DOCUMENT.
--------------------------------

But this contradicts the hypothesis that $R$ is a set of pointwise $k$ -step nilrecurrence. ∎

Lemma 3.3.

A set of pointwise $k$ -step nilrecurrence can be partitioned into two sets of pointwise $k$ -step nilrecurrence.

Proof.

It is well-known that up to isomorphism, the set of pair $(G,\Gamma)$ where $G$ is a $k$ -step nilpotent Lie group and $\Gamma$ is a discrete, cocompact subgroup is countable (for example see [14, Section 10.5.2]). Let $\mathcal{C}$ be a set of representatives of those non-isomorphic pairs $(G,\Gamma)$ . For each $(G,\Gamma)\in\mathcal{C}$ , we can partition $G$ into countably many compact subsets, say $G=\bigcup_{j=1}^{\infty}H_{G,j}$ . It follows that the set $\mathcal{D}=\{(G,\Gamma,H_{G,j},\epsilon):(G,\Gamma)\in\mathcal{C},j\in\mathbb{N},\epsilon\in\{1/n:n\in\mathbb{N}\}\}$ is countable. Enumerate $\mathcal{D}$ as $\{(G_{n},\Gamma_{n},H_{n},\epsilon_{n}):n\in\mathbb{N}\}$ .

Let $R$ be a set of pointwise $k$ -step nilrecurrence. Invoking Lemma 3.2, there exists a finite set $A_{1}\subset R$ such that for every $h\in H_{1}$ , there exists $r\in A_{1}$ for which

(1)

d(h^{r}1_{G_{1}/\Gamma_{1}},1_{G_{1}/\Gamma_{1}})<\epsilon_{1}.

--------------------------------

DATA SEGMENT.
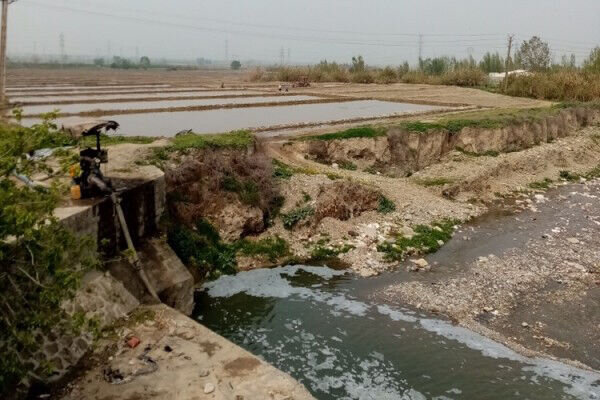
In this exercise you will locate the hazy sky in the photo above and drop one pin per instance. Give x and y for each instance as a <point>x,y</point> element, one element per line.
<point>383,31</point>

--------------------------------

JOB 1.
Quote everything in the nilrecurrence excerpt from "But this contradicts" down to "sets of pointwise $k$ -step nilrecurrence.".
JOB 2.
According to Lemma 3.3 in the nilrecurrence excerpt, into what can a set of pointwise $k$-step nilrecurrence be partitioned?

CORRECT ANSWER 1.
But this contradicts the hypothesis that $R$ is a set of pointwise $k$ -step nilrecurrence. ∎

Lemma 3.3.

A set of pointwise $k$ -step nilrecurrence can be partitioned into two sets of pointwise $k$ -step nilrecurrence.

CORRECT ANSWER 2.
Two sets of pointwise $k$-step nilrecurrence.